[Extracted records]
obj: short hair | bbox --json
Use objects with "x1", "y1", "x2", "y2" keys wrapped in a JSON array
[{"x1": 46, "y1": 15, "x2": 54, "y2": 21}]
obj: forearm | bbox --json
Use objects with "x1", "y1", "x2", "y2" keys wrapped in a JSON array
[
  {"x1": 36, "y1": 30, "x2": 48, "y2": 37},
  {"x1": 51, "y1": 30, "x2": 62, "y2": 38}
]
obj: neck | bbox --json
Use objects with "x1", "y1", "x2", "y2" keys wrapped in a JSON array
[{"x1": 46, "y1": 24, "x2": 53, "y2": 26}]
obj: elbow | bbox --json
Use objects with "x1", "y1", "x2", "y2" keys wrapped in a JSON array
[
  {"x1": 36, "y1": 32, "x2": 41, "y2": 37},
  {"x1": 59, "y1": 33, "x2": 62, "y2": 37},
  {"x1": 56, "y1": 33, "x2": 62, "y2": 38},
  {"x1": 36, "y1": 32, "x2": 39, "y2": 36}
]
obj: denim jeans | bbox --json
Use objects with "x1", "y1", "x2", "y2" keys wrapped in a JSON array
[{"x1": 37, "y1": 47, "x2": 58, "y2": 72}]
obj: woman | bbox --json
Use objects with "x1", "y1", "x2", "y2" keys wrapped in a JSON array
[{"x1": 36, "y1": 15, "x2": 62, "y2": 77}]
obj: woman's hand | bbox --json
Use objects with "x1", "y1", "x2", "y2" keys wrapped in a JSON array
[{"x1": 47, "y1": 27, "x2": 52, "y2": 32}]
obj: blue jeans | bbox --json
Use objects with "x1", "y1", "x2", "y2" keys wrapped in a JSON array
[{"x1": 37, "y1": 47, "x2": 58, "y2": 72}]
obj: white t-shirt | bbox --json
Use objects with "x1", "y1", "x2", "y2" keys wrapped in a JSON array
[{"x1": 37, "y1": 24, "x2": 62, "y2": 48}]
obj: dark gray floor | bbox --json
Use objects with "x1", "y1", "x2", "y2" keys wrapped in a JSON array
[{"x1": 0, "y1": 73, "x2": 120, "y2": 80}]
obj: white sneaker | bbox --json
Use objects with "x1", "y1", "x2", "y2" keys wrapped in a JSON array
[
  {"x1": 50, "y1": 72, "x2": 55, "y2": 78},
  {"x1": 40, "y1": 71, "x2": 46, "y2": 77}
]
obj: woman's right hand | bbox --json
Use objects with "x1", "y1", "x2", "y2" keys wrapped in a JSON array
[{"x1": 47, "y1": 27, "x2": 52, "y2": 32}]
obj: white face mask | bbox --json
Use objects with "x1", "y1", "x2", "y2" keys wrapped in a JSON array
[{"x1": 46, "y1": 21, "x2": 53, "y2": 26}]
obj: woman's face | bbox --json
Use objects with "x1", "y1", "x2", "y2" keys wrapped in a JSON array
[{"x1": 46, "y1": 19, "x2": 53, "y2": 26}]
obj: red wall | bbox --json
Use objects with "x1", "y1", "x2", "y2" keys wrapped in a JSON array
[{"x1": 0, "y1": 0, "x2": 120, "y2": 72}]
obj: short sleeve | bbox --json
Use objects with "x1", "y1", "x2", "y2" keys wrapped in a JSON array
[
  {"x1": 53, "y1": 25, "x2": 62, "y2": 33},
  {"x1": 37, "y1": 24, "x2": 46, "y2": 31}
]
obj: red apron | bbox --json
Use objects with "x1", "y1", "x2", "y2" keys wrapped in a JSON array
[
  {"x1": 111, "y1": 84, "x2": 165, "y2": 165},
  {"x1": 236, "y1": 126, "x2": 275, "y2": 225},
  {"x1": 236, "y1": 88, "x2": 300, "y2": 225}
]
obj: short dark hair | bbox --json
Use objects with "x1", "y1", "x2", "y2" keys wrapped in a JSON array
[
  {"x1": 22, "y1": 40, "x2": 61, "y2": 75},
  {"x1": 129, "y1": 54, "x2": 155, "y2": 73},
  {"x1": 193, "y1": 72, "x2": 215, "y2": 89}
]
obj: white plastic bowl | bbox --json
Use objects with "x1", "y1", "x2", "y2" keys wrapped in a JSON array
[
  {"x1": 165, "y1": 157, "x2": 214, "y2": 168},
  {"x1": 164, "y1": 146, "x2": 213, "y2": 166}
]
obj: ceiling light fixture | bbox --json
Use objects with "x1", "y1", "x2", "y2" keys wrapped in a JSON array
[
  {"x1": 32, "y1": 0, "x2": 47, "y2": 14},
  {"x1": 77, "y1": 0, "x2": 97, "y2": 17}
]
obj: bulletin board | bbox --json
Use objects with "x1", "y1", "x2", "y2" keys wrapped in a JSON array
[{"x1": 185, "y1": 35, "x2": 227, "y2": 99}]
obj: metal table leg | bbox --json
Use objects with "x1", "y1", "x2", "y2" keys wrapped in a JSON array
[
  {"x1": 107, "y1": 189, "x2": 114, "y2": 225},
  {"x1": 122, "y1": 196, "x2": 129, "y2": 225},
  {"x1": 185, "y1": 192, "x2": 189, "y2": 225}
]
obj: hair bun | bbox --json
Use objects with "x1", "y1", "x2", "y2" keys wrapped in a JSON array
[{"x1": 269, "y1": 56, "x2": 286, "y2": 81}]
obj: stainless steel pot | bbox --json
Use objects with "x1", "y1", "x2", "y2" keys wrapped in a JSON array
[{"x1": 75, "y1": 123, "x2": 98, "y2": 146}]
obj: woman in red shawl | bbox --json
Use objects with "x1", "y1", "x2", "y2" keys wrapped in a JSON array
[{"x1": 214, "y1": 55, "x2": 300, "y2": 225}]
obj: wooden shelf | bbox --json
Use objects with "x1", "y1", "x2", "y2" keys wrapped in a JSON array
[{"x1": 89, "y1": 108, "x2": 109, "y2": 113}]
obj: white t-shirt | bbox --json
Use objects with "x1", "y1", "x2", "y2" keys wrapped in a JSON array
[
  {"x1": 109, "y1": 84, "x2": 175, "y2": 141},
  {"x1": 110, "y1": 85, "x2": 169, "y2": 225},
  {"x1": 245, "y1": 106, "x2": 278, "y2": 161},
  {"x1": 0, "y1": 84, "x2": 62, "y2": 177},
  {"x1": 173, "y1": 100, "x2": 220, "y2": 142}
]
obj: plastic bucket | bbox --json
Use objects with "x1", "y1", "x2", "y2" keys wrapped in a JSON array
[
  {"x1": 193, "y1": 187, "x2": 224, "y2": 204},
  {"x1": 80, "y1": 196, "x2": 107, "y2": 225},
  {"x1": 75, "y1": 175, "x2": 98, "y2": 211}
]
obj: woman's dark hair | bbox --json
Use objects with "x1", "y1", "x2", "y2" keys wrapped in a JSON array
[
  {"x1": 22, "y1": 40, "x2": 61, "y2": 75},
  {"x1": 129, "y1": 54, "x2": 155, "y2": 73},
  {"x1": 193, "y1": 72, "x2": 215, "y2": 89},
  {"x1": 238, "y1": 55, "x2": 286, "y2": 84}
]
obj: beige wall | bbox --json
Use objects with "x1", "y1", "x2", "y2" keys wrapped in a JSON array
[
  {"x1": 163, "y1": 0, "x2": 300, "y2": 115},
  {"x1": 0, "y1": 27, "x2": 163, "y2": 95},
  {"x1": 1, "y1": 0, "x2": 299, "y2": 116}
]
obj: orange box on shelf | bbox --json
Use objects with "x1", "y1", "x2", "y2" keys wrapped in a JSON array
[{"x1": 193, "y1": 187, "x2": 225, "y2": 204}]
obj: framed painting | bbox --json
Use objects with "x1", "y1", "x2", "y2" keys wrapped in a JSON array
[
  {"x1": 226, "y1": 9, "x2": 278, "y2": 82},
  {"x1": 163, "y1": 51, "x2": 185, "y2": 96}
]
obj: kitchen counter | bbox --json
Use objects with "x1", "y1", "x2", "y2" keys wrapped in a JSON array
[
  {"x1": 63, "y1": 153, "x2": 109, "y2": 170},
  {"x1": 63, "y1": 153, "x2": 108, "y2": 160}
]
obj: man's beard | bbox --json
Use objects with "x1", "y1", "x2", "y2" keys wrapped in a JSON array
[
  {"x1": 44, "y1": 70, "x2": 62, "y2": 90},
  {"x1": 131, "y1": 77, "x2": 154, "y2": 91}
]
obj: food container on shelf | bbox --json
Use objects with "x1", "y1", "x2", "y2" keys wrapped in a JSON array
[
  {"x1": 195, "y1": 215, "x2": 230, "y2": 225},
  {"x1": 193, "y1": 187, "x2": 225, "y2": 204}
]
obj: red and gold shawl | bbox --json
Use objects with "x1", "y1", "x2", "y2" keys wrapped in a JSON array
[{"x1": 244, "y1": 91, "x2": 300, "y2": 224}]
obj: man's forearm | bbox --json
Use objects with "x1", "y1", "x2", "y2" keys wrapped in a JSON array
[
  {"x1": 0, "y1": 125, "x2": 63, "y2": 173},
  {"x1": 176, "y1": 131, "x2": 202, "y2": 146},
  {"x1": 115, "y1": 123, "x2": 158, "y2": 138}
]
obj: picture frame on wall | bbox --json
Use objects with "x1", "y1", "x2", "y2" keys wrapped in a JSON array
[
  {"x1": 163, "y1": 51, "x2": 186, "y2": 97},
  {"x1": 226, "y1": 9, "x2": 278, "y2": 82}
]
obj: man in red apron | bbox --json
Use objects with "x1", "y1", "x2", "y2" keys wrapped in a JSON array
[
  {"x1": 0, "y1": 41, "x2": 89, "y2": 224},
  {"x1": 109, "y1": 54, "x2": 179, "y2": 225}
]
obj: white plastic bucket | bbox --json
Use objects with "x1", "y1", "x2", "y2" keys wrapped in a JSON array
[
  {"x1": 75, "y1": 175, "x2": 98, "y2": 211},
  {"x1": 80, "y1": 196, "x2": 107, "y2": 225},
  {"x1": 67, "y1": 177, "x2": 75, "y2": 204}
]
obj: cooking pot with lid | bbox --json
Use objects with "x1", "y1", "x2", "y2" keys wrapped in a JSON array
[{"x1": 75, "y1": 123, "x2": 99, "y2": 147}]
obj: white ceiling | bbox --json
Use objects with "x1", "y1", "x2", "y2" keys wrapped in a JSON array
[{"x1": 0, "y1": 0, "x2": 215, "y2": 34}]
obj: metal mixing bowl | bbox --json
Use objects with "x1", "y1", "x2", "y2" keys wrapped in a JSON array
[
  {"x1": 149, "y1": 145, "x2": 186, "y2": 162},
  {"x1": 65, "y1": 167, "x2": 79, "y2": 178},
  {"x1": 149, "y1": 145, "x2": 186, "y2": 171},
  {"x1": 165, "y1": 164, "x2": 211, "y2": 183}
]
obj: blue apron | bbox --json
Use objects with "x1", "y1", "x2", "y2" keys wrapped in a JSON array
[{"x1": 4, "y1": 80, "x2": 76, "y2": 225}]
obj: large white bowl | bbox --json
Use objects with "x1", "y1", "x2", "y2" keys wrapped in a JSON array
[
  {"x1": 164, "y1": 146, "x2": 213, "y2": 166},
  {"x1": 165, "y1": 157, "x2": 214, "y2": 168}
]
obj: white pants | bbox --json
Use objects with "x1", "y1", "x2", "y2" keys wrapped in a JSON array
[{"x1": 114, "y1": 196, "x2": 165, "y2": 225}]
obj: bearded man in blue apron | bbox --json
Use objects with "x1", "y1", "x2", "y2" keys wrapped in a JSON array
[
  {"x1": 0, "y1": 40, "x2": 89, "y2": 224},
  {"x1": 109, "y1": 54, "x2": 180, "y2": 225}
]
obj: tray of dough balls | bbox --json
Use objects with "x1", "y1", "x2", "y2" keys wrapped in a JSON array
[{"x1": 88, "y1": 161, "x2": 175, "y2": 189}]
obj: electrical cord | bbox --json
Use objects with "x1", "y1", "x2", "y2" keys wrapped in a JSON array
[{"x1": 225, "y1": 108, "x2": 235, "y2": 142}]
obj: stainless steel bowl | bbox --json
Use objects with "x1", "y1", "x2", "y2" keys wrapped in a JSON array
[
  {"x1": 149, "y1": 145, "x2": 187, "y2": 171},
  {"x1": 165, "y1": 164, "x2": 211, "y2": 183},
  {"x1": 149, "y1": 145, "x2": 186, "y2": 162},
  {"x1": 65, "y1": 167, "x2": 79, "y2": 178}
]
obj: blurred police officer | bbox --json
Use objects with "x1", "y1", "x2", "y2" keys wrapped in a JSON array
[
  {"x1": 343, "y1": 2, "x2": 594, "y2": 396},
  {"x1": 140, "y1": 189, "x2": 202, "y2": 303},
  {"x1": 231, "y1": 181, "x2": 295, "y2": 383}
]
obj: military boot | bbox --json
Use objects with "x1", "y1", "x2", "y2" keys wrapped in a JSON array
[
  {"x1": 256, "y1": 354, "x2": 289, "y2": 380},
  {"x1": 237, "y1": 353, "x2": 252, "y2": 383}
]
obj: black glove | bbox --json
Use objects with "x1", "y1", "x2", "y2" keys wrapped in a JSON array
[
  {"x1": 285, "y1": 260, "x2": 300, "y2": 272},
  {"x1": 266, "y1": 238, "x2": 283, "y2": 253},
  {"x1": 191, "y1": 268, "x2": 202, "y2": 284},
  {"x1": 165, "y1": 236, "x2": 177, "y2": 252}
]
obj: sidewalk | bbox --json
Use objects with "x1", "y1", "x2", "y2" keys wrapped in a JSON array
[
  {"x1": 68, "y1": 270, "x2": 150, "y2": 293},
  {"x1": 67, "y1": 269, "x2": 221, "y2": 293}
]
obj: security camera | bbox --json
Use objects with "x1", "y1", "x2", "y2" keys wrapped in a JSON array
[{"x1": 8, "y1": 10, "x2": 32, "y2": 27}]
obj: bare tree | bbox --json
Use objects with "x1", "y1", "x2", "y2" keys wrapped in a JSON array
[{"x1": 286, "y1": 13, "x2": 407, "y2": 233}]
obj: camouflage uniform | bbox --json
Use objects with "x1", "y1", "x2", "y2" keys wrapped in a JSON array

- [TASK REQUIREMENTS]:
Copy every line of the entries above in which "dark" occurs.

- [TASK RESULT]:
obj: dark gray floor | bbox --json
obj: short dark hair | bbox --json
obj: woman's dark hair | bbox --json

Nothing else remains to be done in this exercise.